### Trecho apresentado
####
Línguas em português: o português macarrônico em Adoniran Barbosa e Antônio de Alcântara Machado

O aspecto social da língua é fato já bastante afirmado e reafirmado no interior dos estudos lingüísticos. Devido ao seu caráter estratificado ela consegue abarcar um grupo variado de falantes e de usuários da língua, reunidos por intermédio de trocas intersubjetivas, sígnicas e materiais que permitem a construção dos espaços políticos de comunicação e de identidade.
Eric Landowski, em seu livro “Presenças do outro”, aponta que a definição da identidade passa também pela aceitação de uma alteridade:

Com efeito, o que dá forma a minha própria identidade não é só a maneira pela qual, reflexivamente, eu me defino (ou tento me definir) em relação a imagem que outro me envia de mim mesmo; é também a maneira pela qual, transitivamente, objetivo a alteridade do outro atribuindo um conteúdo específico à diferença que me separa dele. Assim, quer a encaremos no plano da vivência individual ou da consciência coletiva, a emergência do sentimento de “identidade” parece passar necessariamente pela intermediação de uma “alteridade” a ser construída. (LANDOWSKI, 2002, p. 4)
####
### Dados registrados
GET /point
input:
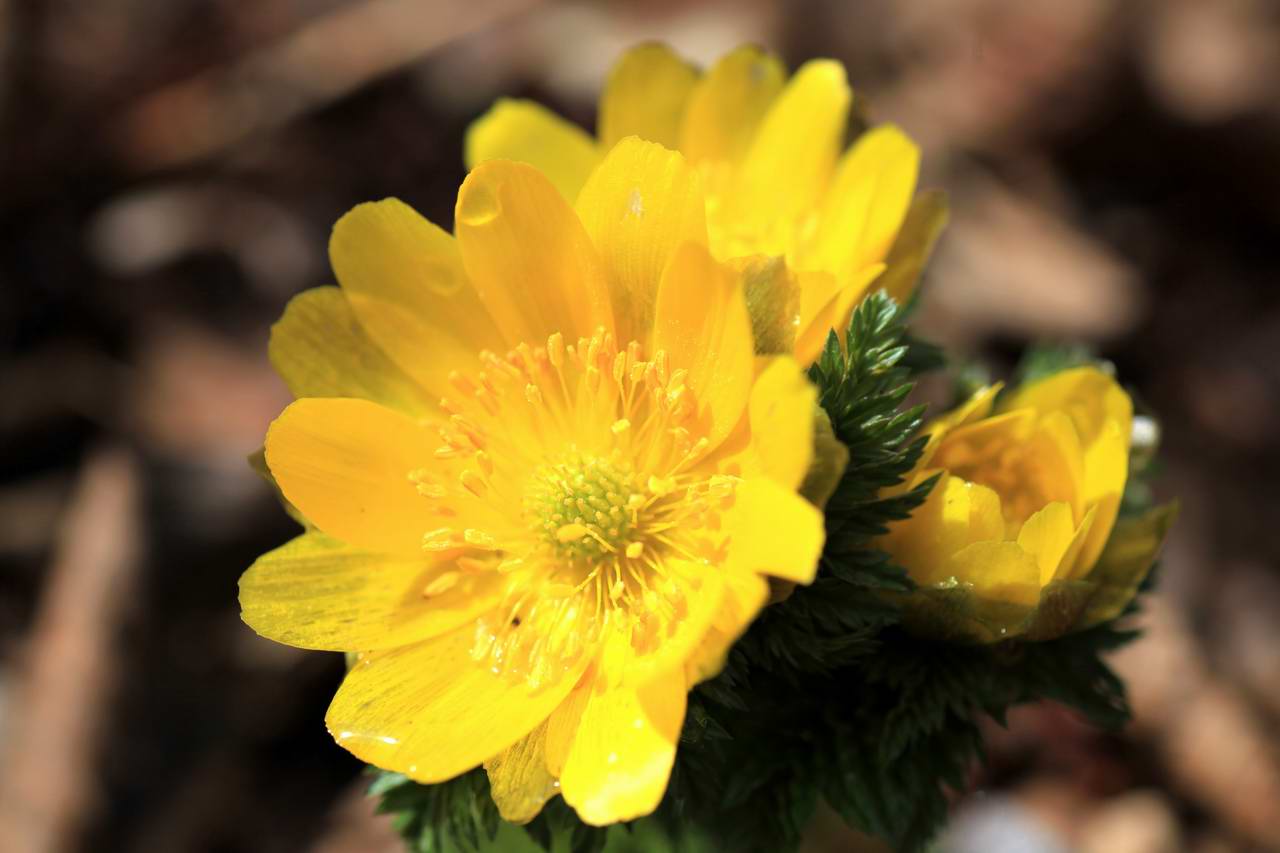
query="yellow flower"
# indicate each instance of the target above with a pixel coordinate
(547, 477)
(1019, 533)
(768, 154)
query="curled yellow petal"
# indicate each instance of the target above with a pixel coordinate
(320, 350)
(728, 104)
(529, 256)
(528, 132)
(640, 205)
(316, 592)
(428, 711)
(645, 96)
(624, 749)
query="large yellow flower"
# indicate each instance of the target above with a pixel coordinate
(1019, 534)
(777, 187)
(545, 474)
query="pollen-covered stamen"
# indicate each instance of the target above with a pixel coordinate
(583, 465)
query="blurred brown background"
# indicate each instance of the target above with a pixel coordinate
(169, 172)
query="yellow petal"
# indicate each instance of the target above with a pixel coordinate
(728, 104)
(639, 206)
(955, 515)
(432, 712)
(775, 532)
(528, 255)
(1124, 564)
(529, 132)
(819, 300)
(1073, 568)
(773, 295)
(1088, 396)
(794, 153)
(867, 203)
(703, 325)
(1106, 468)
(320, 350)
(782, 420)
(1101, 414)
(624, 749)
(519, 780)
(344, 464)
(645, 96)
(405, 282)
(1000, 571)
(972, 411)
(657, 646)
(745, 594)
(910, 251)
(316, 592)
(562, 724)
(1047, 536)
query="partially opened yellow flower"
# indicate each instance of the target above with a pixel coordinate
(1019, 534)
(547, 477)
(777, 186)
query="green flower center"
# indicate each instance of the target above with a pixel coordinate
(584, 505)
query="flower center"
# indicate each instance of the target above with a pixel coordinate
####
### Objetivos
• A. Responda com base no trecho:
(i) Que livro de Eric Landowski é citado?
(ii) Quais dois nomes aparecem no título, ao lado do português macarrônico?
(iii) Segundo a citação de Landowski, pela intermediação de quê parece passar a emergência do sentimento de "identidade"?
• B. Por favor, reproduza fielmente a parte do trecho que vai de "Eric Landowski, em" até "2002, p. 4)", incluindo essas palavras.
• C. Liste todas as pessoas mencionadas pelo nome no trecho.
Os dados não têm relação com o trecho.

### Respostas do exercício
• A.
(i) "Presenças do outro".
(ii) Adoniran Barbosa e Antônio de Alcântara Machado.
(iii) De uma "alteridade" a ser construída.

• B.
Eric Landowski, em seu livro “Presenças do outro”, aponta que a definição da identidade passa também pela aceitação de uma alteridade:

Com efeito, o que dá forma a minha própria identidade não é só a maneira pela qual, reflexivamente, eu me defino (ou tento me definir) em relação a imagem que outro me envia de mim mesmo; é também a maneira pela qual, transitivamente, objetivo a alteridade do outro atribuindo um conteúdo específico à diferença que me separa dele. Assim, quer a encaremos no plano da vivência individual ou da consciência coletiva, a emergência do sentimento de “identidade” parece passar necessariamente pela intermediação de uma “alteridade” a ser construída. (LANDOWSKI, 2002, p. 4)

• C.
Adoniran Barbosa
Antônio de Alcântara Machado
Eric Landowski